◆ **Short exercise**
Images should be left out, and everything else in the listing reproduced exactly.

[Start of Given records]

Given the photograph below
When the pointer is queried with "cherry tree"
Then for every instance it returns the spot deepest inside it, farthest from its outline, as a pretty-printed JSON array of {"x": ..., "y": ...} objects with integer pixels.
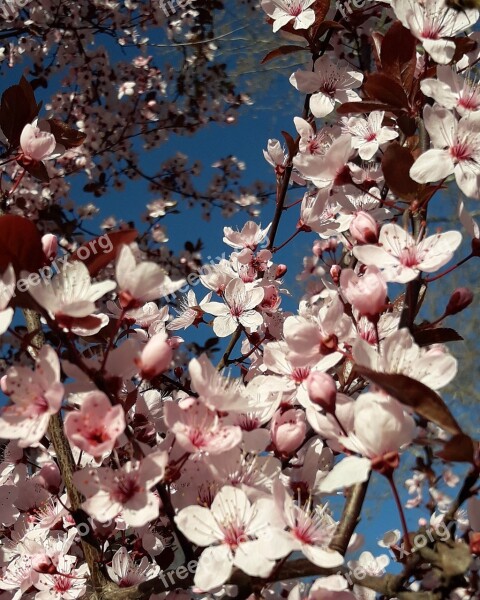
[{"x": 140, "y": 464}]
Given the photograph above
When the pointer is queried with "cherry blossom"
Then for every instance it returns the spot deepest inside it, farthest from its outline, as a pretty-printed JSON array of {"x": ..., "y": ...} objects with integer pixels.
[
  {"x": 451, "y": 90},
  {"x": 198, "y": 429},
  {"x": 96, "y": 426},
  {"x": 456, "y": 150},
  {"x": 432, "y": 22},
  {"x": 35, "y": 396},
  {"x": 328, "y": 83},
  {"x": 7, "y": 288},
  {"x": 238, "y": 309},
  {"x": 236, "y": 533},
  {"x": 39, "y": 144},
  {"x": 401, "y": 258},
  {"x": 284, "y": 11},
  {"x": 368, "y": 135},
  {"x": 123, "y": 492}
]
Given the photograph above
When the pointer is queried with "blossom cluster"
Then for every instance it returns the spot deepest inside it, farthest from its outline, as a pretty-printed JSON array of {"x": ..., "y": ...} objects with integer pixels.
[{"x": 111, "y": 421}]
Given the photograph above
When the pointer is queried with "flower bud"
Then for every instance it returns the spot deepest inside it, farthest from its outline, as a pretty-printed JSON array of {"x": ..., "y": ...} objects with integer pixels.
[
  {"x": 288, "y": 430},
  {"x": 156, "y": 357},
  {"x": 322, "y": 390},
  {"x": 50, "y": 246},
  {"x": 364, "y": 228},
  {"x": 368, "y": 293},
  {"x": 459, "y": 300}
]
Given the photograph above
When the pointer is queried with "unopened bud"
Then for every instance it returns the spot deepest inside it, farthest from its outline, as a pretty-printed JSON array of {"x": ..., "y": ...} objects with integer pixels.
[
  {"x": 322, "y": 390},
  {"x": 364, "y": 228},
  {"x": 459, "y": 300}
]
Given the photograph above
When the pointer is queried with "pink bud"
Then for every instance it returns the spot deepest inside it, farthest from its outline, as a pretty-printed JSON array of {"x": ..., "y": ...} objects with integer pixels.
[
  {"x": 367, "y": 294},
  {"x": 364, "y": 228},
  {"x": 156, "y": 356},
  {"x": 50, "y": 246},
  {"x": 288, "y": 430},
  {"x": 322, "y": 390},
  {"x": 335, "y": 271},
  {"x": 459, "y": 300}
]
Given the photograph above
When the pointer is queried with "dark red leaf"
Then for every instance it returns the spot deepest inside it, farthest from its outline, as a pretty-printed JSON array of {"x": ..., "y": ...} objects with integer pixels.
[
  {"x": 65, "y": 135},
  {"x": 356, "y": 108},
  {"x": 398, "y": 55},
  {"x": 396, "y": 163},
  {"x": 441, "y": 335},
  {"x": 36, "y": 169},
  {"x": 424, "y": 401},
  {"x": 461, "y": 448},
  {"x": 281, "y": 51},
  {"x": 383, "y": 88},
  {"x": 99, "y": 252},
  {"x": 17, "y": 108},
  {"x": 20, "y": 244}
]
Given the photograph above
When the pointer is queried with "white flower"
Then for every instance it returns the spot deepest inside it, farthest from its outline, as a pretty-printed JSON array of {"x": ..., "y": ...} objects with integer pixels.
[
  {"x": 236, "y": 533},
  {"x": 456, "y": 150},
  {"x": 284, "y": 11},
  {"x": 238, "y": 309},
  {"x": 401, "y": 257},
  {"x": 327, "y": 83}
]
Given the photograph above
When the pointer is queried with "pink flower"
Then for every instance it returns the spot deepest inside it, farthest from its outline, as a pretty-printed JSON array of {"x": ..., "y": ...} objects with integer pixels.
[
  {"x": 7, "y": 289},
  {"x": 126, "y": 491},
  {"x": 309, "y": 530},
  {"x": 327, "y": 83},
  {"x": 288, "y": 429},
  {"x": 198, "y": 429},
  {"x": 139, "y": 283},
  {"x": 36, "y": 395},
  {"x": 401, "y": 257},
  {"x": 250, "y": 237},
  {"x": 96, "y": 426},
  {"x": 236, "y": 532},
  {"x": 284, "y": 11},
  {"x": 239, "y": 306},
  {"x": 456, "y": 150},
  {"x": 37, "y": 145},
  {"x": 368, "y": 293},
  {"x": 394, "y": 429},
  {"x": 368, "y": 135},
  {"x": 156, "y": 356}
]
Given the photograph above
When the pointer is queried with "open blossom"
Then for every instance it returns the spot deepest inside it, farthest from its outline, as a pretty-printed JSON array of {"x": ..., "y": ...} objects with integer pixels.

[End of Given records]

◆ **Result of the task**
Given the photograph below
When the pointer is queried with "cherry tree"
Then for every instance it returns the spot deepest inside it, farthest from its outline, as a pretty-printed JSON array of {"x": ..., "y": ...} objects with integer pixels.
[{"x": 140, "y": 464}]
Given the photograph above
When the pointer is queried with "cherry blossom"
Then for every instance it returns the spot deepest inside it, farthest from its outline, as a pretty-printed JSON array of {"x": ..., "y": ...} objects with integer pixels.
[
  {"x": 451, "y": 90},
  {"x": 198, "y": 429},
  {"x": 96, "y": 426},
  {"x": 456, "y": 150},
  {"x": 432, "y": 22},
  {"x": 35, "y": 396},
  {"x": 328, "y": 83},
  {"x": 7, "y": 288},
  {"x": 238, "y": 309},
  {"x": 236, "y": 533},
  {"x": 39, "y": 144},
  {"x": 401, "y": 258},
  {"x": 284, "y": 11},
  {"x": 368, "y": 135},
  {"x": 123, "y": 492}
]
Given the photograph above
When the pointer is queried with "blossom cluster"
Then for every instance it returns the spot deepest inside it, farthest from its outline, as a pretty-printed JSON array of {"x": ..., "y": ...} objects with integer pixels.
[{"x": 111, "y": 421}]
Given the photograph above
When the pointer is queried with "flower bud"
Then for every instance it returns the spot deepest inside it, farthest from its outline, as a pretty-printed JSON array of {"x": ..., "y": ...} objects with integer pixels.
[
  {"x": 288, "y": 430},
  {"x": 156, "y": 357},
  {"x": 322, "y": 390},
  {"x": 50, "y": 246},
  {"x": 364, "y": 228},
  {"x": 368, "y": 293},
  {"x": 459, "y": 300}
]
Given the photograph above
When the pointer is queried with "unopened bud"
Then for every instance it returns the spot deepest inside it, farthest from its outline, as a pretty-printed JSON array of {"x": ..., "y": ...} objects with integer pixels.
[
  {"x": 322, "y": 390},
  {"x": 364, "y": 228},
  {"x": 459, "y": 300}
]
Given the photograph above
When the pointer is queried with "pink bud"
Then for every instance it returns the spot deepest inside it, farthest from its outline, as a pretty-printed JSON array of {"x": ..., "y": ...} objects with integer pixels.
[
  {"x": 367, "y": 294},
  {"x": 364, "y": 228},
  {"x": 156, "y": 356},
  {"x": 50, "y": 246},
  {"x": 288, "y": 430},
  {"x": 322, "y": 390},
  {"x": 335, "y": 271},
  {"x": 459, "y": 300}
]
Given the photograph above
When the pointer is queried with "dark red leaf"
Then for every instance it returns the spot deepest inside it, farthest from its outline, as a pretty-printed JSON array of {"x": ..., "y": ...} objects with integer pixels.
[
  {"x": 65, "y": 135},
  {"x": 356, "y": 108},
  {"x": 398, "y": 55},
  {"x": 396, "y": 163},
  {"x": 441, "y": 335},
  {"x": 36, "y": 169},
  {"x": 424, "y": 401},
  {"x": 461, "y": 448},
  {"x": 281, "y": 51},
  {"x": 383, "y": 88},
  {"x": 99, "y": 252},
  {"x": 17, "y": 108},
  {"x": 20, "y": 244}
]
Given the photograph above
When the pointer is queried with "white flower"
Then for every instance it returns the spot deepest inside it, farthest from its outline, as a pretty-printed JSON array of {"x": ..., "y": ...} objects with integer pixels.
[
  {"x": 236, "y": 533},
  {"x": 456, "y": 150},
  {"x": 284, "y": 11},
  {"x": 238, "y": 309},
  {"x": 401, "y": 257},
  {"x": 327, "y": 83}
]
Given the photograph above
When the pointer is queried with "pink flower"
Then for every instance it returns the spot deepest inside it, farthest from its outline, as a pretty-printed JSON array of {"x": ..., "y": ...} objects with integer pixels.
[
  {"x": 7, "y": 289},
  {"x": 126, "y": 491},
  {"x": 309, "y": 530},
  {"x": 327, "y": 83},
  {"x": 288, "y": 429},
  {"x": 198, "y": 429},
  {"x": 139, "y": 283},
  {"x": 36, "y": 395},
  {"x": 401, "y": 257},
  {"x": 250, "y": 237},
  {"x": 96, "y": 426},
  {"x": 236, "y": 532},
  {"x": 284, "y": 11},
  {"x": 239, "y": 306},
  {"x": 456, "y": 150},
  {"x": 37, "y": 145},
  {"x": 368, "y": 293},
  {"x": 394, "y": 429},
  {"x": 368, "y": 135},
  {"x": 156, "y": 356}
]
Given the photograph above
When the pointer is queried with "open blossom"
Then for every instance it returns the spot deepest inside it, farthest from its outline, as a pretty-printed JSON array of {"x": ..., "y": ...} objects with integer pixels.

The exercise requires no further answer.